_What to work on_. Write out everything from the first of the lines below down to the line containing "negative clicks: (658, 121)", both included, with no changes.

[Stored data entries]

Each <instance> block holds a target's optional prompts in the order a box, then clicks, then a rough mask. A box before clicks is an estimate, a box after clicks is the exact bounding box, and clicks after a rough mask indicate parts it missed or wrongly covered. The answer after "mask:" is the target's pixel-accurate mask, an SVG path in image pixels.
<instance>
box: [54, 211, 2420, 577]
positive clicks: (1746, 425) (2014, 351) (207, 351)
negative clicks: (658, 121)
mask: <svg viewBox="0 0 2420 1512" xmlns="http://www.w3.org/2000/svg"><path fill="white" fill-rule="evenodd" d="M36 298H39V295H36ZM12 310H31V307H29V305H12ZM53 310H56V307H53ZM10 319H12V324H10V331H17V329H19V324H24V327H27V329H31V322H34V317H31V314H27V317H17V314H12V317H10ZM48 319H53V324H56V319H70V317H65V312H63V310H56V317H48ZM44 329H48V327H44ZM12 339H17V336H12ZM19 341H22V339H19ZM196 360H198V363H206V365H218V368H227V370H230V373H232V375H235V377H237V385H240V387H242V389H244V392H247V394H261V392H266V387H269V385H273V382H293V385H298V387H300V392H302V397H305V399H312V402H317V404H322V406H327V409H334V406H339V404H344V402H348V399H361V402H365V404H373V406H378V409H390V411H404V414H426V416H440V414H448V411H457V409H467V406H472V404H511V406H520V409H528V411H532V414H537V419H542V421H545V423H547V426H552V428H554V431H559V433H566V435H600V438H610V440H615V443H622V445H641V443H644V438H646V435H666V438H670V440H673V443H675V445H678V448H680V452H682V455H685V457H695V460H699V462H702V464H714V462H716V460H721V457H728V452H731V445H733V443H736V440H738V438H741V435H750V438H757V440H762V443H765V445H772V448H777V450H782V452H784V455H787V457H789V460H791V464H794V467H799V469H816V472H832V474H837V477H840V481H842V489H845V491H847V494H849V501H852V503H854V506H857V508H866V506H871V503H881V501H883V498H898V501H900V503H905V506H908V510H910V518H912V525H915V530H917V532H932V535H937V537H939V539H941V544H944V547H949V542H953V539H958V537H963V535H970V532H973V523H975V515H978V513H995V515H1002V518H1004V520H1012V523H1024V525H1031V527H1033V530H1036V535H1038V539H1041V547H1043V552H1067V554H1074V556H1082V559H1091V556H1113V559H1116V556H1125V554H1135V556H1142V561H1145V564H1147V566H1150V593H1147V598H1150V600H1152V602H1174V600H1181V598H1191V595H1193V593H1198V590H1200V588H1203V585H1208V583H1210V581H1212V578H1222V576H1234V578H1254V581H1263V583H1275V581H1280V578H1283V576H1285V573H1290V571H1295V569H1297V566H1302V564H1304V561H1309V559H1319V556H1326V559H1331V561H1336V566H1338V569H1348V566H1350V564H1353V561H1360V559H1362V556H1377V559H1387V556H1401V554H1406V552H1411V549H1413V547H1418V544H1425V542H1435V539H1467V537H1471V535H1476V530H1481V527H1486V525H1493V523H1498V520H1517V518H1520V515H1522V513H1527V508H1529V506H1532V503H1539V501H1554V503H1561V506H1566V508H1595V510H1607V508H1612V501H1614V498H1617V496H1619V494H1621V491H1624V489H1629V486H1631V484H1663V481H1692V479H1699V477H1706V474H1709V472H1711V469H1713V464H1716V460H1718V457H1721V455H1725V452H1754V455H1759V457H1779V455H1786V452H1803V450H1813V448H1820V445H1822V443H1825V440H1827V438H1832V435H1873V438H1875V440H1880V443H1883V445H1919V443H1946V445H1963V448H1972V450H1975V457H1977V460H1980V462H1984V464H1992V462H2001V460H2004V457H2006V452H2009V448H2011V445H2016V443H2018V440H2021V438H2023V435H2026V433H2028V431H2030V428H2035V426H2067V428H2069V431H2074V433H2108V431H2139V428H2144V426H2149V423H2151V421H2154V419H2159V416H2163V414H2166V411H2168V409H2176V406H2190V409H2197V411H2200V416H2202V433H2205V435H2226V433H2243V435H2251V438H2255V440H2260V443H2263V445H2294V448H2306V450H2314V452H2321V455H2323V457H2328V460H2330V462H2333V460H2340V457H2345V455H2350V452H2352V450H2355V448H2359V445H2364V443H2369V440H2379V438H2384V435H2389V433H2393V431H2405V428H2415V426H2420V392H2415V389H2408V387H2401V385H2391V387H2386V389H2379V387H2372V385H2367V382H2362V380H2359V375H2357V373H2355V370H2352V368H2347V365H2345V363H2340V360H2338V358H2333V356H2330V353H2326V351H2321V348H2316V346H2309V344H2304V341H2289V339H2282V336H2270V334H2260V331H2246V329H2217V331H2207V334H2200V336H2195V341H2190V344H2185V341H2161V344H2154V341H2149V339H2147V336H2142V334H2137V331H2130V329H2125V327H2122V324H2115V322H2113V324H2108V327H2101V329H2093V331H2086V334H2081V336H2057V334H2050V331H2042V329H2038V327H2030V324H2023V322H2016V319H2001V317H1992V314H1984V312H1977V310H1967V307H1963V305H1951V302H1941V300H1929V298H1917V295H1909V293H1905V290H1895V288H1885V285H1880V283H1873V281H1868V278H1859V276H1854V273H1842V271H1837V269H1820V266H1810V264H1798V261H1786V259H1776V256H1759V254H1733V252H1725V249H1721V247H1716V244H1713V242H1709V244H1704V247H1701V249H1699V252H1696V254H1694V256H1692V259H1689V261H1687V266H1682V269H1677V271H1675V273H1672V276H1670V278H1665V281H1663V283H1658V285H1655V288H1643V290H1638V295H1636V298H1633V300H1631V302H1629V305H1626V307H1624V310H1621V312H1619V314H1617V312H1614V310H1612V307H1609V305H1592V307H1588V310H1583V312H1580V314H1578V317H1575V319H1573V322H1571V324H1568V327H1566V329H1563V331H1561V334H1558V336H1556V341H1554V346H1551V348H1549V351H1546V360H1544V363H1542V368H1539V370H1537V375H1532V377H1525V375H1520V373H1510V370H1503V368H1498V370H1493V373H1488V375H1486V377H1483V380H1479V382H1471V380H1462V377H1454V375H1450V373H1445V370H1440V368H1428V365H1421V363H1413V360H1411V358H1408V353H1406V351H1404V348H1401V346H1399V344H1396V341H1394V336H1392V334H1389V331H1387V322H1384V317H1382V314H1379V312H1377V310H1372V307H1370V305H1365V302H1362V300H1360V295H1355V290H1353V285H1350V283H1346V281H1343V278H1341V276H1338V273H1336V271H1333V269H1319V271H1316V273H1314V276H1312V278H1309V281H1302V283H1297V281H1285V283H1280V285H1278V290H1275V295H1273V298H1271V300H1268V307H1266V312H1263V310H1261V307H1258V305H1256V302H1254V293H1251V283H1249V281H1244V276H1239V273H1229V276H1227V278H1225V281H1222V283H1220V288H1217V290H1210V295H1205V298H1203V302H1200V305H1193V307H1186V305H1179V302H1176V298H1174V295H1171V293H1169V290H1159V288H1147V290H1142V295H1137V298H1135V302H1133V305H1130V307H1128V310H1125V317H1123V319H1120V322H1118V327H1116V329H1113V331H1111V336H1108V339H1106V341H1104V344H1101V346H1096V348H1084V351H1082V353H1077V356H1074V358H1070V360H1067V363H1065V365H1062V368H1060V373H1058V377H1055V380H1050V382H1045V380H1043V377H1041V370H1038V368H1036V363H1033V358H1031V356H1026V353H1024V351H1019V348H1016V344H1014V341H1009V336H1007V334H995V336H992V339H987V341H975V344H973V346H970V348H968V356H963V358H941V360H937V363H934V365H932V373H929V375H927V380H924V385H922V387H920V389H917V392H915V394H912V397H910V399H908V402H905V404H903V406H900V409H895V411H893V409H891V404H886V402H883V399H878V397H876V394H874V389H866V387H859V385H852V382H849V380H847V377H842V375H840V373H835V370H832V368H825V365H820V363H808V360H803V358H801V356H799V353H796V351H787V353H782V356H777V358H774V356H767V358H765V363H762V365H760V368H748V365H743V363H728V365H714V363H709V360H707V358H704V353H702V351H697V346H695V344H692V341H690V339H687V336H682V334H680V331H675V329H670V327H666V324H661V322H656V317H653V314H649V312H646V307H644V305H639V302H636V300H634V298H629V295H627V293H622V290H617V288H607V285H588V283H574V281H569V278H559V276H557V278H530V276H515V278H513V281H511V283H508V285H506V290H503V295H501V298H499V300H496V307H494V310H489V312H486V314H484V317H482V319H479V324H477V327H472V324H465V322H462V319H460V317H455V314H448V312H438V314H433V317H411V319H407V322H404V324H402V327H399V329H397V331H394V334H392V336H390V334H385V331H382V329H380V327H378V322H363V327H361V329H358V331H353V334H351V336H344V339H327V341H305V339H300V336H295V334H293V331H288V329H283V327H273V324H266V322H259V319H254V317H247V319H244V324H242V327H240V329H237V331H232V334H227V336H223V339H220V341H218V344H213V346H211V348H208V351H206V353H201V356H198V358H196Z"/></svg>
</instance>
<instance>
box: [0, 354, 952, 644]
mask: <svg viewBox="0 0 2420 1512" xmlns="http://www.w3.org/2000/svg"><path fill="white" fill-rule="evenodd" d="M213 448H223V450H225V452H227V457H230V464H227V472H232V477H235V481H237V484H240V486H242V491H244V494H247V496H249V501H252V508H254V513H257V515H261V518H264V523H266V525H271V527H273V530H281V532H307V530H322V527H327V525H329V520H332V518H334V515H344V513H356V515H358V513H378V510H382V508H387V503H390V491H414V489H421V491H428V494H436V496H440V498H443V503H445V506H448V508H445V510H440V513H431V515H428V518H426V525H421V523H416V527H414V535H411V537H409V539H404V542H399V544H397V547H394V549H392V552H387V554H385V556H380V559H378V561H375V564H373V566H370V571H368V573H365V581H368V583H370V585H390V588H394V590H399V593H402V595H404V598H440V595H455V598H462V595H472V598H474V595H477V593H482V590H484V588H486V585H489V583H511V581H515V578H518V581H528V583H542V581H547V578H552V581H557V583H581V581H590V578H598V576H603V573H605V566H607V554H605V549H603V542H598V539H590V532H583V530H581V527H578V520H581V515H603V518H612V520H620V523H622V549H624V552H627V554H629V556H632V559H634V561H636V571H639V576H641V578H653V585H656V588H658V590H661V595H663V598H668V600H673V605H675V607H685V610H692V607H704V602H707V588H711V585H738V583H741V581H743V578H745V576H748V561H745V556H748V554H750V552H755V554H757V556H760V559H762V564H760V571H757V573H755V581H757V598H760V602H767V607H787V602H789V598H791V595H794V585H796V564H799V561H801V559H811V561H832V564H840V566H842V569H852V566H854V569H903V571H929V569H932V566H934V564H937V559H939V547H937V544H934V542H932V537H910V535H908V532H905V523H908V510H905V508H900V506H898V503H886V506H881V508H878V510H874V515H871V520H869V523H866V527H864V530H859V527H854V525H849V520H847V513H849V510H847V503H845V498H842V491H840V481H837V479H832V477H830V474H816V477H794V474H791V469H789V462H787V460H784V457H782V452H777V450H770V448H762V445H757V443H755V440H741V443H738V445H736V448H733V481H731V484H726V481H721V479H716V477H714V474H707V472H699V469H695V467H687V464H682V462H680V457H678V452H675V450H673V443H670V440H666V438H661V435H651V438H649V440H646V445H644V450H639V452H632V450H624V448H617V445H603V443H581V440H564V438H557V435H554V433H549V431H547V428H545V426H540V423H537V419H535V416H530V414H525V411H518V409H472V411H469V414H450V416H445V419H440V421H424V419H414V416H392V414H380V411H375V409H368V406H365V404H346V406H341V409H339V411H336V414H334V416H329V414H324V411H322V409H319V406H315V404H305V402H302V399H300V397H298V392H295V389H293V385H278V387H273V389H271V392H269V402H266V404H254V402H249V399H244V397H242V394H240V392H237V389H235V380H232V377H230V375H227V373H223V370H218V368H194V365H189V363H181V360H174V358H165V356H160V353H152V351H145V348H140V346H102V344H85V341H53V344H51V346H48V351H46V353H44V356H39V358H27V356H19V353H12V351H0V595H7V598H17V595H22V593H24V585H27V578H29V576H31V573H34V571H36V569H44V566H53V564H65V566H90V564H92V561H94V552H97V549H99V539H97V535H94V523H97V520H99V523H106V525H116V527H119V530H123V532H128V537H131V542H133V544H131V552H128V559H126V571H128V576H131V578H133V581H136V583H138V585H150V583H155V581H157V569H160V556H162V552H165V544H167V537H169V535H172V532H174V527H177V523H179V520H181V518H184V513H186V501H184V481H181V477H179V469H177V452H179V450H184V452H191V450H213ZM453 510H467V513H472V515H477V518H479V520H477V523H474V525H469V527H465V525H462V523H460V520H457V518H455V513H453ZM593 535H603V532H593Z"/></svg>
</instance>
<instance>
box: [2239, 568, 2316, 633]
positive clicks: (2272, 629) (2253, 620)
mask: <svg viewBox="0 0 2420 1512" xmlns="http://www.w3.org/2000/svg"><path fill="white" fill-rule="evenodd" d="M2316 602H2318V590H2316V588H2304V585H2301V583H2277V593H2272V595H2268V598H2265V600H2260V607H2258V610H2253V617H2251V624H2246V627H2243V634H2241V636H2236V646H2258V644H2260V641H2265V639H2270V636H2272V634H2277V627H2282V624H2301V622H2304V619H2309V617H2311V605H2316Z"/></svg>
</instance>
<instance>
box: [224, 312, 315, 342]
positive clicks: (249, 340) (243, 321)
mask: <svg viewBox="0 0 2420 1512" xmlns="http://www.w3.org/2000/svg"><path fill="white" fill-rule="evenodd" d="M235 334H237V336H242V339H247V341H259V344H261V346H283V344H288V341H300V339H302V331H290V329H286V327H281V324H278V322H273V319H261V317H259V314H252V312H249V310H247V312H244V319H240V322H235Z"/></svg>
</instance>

_Reply to the exercise_.
Each <instance> block holds a target's optional prompts in the order a box, then clicks, then a rough mask. A box before clicks is an estimate, a box after clicks is the exact bounding box, and clicks after a rough mask indicate parts it missed or wrongly covered. The answer after "mask:" is the target's pixel-accurate mask, an SVG path in image pixels.
<instance>
box: [54, 211, 2420, 577]
positive clicks: (1746, 425) (2014, 351) (207, 351)
negative clicks: (658, 121)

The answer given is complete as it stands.